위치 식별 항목
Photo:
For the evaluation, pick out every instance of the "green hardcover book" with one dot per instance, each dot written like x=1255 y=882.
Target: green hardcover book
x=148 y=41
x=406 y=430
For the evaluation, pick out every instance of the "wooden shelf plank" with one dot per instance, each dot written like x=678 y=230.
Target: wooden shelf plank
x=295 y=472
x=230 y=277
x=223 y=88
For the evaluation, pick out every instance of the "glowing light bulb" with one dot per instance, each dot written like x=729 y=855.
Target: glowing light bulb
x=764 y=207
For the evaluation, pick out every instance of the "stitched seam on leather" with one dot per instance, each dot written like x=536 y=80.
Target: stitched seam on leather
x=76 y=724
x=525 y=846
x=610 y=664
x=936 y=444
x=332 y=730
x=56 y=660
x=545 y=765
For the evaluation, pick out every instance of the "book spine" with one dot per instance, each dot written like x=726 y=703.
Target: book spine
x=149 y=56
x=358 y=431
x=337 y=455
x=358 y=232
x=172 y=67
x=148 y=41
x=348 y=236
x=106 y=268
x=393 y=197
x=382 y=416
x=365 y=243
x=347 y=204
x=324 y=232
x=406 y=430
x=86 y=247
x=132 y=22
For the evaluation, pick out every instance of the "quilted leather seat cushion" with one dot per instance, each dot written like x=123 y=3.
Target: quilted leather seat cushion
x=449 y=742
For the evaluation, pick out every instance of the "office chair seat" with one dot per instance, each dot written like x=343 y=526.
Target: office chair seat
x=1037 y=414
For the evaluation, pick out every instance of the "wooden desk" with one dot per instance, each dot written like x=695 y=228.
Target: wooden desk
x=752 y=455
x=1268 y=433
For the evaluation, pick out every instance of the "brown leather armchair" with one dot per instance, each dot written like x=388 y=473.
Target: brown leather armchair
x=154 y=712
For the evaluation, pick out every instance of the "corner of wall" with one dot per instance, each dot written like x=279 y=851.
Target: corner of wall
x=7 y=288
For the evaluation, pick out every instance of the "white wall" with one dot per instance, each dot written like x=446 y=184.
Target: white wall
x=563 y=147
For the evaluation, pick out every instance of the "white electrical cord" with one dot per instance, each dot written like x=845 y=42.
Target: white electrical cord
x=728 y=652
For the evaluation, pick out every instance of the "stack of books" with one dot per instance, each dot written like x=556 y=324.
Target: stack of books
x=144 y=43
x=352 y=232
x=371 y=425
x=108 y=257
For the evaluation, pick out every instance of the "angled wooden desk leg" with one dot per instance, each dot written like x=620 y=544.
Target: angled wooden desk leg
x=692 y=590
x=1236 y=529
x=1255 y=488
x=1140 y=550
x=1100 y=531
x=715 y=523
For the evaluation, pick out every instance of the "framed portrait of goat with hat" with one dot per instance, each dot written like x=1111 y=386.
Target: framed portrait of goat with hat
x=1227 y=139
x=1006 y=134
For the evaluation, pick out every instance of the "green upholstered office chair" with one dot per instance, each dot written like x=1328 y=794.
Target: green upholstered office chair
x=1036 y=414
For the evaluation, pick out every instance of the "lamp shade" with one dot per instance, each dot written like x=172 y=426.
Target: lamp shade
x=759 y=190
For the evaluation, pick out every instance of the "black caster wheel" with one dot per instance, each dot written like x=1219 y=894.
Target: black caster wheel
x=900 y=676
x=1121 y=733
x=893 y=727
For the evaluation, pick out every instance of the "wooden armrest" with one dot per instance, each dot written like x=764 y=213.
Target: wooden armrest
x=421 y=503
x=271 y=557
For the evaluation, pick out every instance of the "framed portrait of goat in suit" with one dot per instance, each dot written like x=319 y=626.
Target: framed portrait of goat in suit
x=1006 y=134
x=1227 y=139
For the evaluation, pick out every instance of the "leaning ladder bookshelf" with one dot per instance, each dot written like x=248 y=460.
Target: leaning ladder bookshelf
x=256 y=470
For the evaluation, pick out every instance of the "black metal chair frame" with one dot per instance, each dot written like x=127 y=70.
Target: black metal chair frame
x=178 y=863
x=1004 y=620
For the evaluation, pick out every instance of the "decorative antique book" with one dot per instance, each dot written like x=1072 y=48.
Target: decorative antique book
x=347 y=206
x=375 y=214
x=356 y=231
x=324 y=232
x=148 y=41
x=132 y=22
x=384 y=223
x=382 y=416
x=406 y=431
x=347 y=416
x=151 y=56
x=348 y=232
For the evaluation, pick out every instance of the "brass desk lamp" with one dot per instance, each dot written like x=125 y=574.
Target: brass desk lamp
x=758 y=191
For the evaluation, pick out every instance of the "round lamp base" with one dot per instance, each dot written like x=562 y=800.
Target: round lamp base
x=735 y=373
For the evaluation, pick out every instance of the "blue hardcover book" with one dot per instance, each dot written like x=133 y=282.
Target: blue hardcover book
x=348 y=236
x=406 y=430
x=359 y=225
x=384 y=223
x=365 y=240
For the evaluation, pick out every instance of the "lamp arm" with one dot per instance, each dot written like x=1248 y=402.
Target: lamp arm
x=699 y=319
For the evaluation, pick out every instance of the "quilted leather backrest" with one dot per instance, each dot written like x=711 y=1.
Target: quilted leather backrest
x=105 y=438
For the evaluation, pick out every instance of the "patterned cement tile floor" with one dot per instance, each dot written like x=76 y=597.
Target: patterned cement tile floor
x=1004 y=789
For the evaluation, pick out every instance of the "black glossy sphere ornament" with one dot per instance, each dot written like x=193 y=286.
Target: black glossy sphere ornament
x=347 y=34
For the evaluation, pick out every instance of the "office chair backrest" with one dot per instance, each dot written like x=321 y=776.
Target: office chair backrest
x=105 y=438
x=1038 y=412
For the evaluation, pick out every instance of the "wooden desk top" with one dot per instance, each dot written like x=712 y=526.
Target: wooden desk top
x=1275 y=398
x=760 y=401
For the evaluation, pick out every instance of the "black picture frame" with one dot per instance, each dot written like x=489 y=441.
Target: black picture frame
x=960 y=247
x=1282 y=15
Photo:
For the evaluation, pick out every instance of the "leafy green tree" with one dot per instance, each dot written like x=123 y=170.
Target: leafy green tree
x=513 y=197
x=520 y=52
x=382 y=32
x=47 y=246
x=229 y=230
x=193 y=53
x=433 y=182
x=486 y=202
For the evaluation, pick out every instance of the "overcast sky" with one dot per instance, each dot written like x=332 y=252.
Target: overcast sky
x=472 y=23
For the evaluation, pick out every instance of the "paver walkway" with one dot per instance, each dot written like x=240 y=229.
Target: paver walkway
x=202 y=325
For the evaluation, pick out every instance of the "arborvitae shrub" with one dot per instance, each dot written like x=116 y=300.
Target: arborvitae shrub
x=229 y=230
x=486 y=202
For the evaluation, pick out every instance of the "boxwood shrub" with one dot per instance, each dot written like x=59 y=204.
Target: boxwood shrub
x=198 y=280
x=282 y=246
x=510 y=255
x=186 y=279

◆ 할 일
위에 있는 줄을 모두 번호 목록으로 정리하고, 빈 줄은 빼 주세요.

◆ 문제 풀이
1. Photo:
2. For the evaluation, pick out every instance of the "green hardcover book" with one dot per instance, each dot written like x=1255 y=882.
3. Target: green hardcover book
4. x=148 y=41
5. x=406 y=430
6. For the evaluation, pick out every instance of the "wooden shelf plank" with one dot per instance, each dot written like x=678 y=230.
7. Target: wooden shelf plank
8. x=295 y=472
9. x=230 y=277
10. x=223 y=88
11. For the evaluation, pick out every instance of the "glowing light bulb" with one dot per instance, each dot written like x=729 y=855.
12. Target: glowing light bulb
13. x=764 y=207
14. For the evaluation, pick out every instance of the "stitched seam on leather" with one dot per instance, each dot written like x=536 y=80.
15. Target: stitched seam on leather
16. x=76 y=724
17. x=525 y=846
18. x=610 y=664
19. x=936 y=444
20. x=332 y=730
21. x=56 y=660
22. x=545 y=765
23. For the evaluation, pick out every instance of the "book spine" with one dot per instance, each dot written like x=726 y=703.
24. Target: book spine
25. x=149 y=56
26. x=358 y=431
27. x=337 y=455
28. x=358 y=232
29. x=172 y=67
30. x=148 y=41
31. x=348 y=236
32. x=106 y=268
33. x=393 y=197
34. x=382 y=416
35. x=365 y=243
36. x=347 y=204
37. x=324 y=232
38. x=406 y=430
39. x=86 y=247
40. x=132 y=22
41. For the evaluation, pick out every instance of the "quilted leather seat cushion" with one dot per instance, each dot written like x=123 y=3.
42. Target: quilted leather seat cushion
43. x=449 y=742
44. For the evaluation, pick out every instance of the "office chair seat" with one dot per instance, each dot written like x=343 y=526.
45. Target: office chair seat
46. x=1037 y=414
47. For the evaluation, pick out every instance of the "wooden desk" with one dot per instance, each dot written like x=695 y=228.
48. Target: wooden desk
49. x=752 y=455
50. x=1268 y=433
51. For the evaluation, pick out every instance of the "brown leather armchair" with one dot per instance, each dot written like x=388 y=473.
52. Target: brown leather armchair
53. x=154 y=712
54. For the evaluation, pick out every instance of the "corner of wall" with one dot per instance, each dot written like x=279 y=851.
55. Target: corner of wall
56. x=7 y=288
57. For the evaluation, pick out every instance of the "white wall" with one dot per instance, each dot written like x=446 y=184.
58. Target: white wall
59. x=563 y=147
60. For the evaluation, pick out every instance of the "white electrical cord" with one dot per instance, each dot written like x=845 y=42.
61. Target: white electrical cord
62. x=728 y=652
63. For the evaluation, pick out every instance of the "stack of books" with one dot per instance, each dot written like x=556 y=324.
64. Target: stack of books
65. x=144 y=43
66. x=352 y=232
67. x=371 y=425
68. x=108 y=257
69. For the evaluation, pick out every instance of the "angled wooden desk leg" with one dot per instance, each dot written like x=620 y=544.
70. Target: angled wooden desk leg
71. x=692 y=590
72. x=1236 y=529
73. x=1255 y=488
74. x=1140 y=550
75. x=1100 y=531
76. x=715 y=523
77. For the evaluation, pick out every instance of the "framed portrait of goat with hat" with one dot per instance, each dot written like x=1111 y=386.
78. Target: framed portrait of goat with hat
79. x=1227 y=139
80. x=1006 y=134
81. For the evaluation, pick out every instance of the "green upholstered office chair" with one dot per instance, each dot written like x=1328 y=794.
82. Target: green upholstered office chair
83. x=1036 y=414
84. For the evaluation, pick out every instance of the "lamp shade" with one dot per instance, each dot written like x=172 y=426.
85. Target: lamp shade
86. x=759 y=190
87. For the evaluation, pick out every instance of the "black caster wheel" with one dot per instance, each dot written like x=1219 y=894.
88. Target: black caster wheel
89. x=900 y=676
90. x=1121 y=733
91. x=893 y=727
92. For the evaluation, pick out every instance of the "wooden armrest" with one dot per instance, each dot written like x=764 y=213.
93. Target: wooden armrest
94. x=421 y=503
95. x=271 y=557
96. For the evaluation, pick out every instance of the "framed portrait of goat in suit" with one dot per instance, each dot written like x=319 y=626.
97. Target: framed portrait of goat in suit
98. x=1006 y=134
99. x=1227 y=139
100. For the evaluation, pick out every instance of the "leaning ladder bookshelf" with one dot per instance, each dot written like x=248 y=460.
101. Target: leaning ladder bookshelf
102. x=256 y=470
103. For the evaluation, pick out every instance of the "black metal chair frame" with one dot per instance, each dot written like x=127 y=70.
104. Target: black metal chair frame
105. x=178 y=863
106. x=1004 y=620
107. For the evaluation, pick out every instance of the "decorative antique book" with one dot per instance, each dot written like x=1072 y=48.
108. Target: decorative antique book
109. x=347 y=206
110. x=375 y=214
111. x=356 y=231
112. x=324 y=232
113. x=148 y=41
114. x=132 y=22
115. x=384 y=223
116. x=382 y=416
117. x=406 y=431
118. x=347 y=416
119. x=151 y=56
120. x=348 y=232
121. For the evaluation, pick out every instance of the "brass desk lamp" with one dot per instance, each dot written like x=125 y=574.
122. Target: brass desk lamp
123. x=758 y=191
124. For the evaluation, pick out every instance of the "round lamp base" with one dot per instance, each dot written like x=562 y=800.
125. Target: round lamp base
126. x=735 y=373
127. For the evaluation, pick out every instance of the "blue hardcover book" with one dot per instance, each dot written like x=133 y=282.
128. Target: blue hardcover book
129. x=348 y=236
130. x=406 y=430
131. x=359 y=225
132. x=384 y=223
133. x=365 y=240
134. For the evaluation, pick out every instance of the "lamp arm" with one dot per instance, each dot written like x=1248 y=402.
135. Target: lamp arm
136. x=699 y=319
137. For the evaluation, pick out every instance of the "quilted leather backrest" with one dot per instance, each dot written like x=711 y=1.
138. Target: quilted leather backrest
139. x=105 y=438
140. For the evaluation, pick out every instance of the "patterned cement tile floor" with one dot per instance, each dot written like x=76 y=597.
141. Target: patterned cement tile floor
142. x=1004 y=789
143. For the evaluation, pick out every instance of the "black glossy sphere ornament" with one dot per instance, each dot written like x=193 y=286.
144. Target: black glossy sphere ornament
145. x=347 y=34
146. For the evaluation, pick out every instance of the "office chair backrest" with one dot per instance, each dot written like x=321 y=776.
147. Target: office chair backrest
148. x=105 y=438
149. x=1038 y=412
150. For the evaluation, pick out every instance of the "wooden desk top" with one dot per instance, each dot written like x=712 y=526.
151. Target: wooden desk top
152. x=1275 y=398
153. x=760 y=401
154. For the evaluation, pick out every instance of the "black picture frame" with one dot per instance, each dot written like x=489 y=441.
155. Target: black picture frame
156. x=960 y=247
157. x=1282 y=15
158. Photo:
159. For the evaluation, pick out every instance of the "leafy green tree" with one dot per instance, each dot written like x=123 y=170.
160. Target: leafy green tree
161. x=513 y=197
162. x=520 y=52
163. x=382 y=32
164. x=47 y=246
165. x=229 y=230
166. x=193 y=53
167. x=433 y=182
168. x=486 y=202
169. For the evaluation, pick out every instance of the "overcast sky" with one dot per instance, each dot written like x=332 y=252.
170. Target: overcast sky
171. x=472 y=23
172. For the evaluation, pick out every instance of the "paver walkway" with one dot per instance, each dot written like x=240 y=229.
173. Target: paver walkway
174. x=202 y=325
175. For the evaluation, pick out every instance of the "arborvitae shrub" with one dot per instance, each dot written like x=116 y=300.
176. Target: arborvitae shrub
177. x=229 y=230
178. x=486 y=202
179. For the evaluation, pick out every instance of the "boxwood shrub" with one dot per instance, each dot written like x=59 y=204.
180. Target: boxwood shrub
181. x=198 y=280
182. x=282 y=246
183. x=510 y=255
184. x=186 y=279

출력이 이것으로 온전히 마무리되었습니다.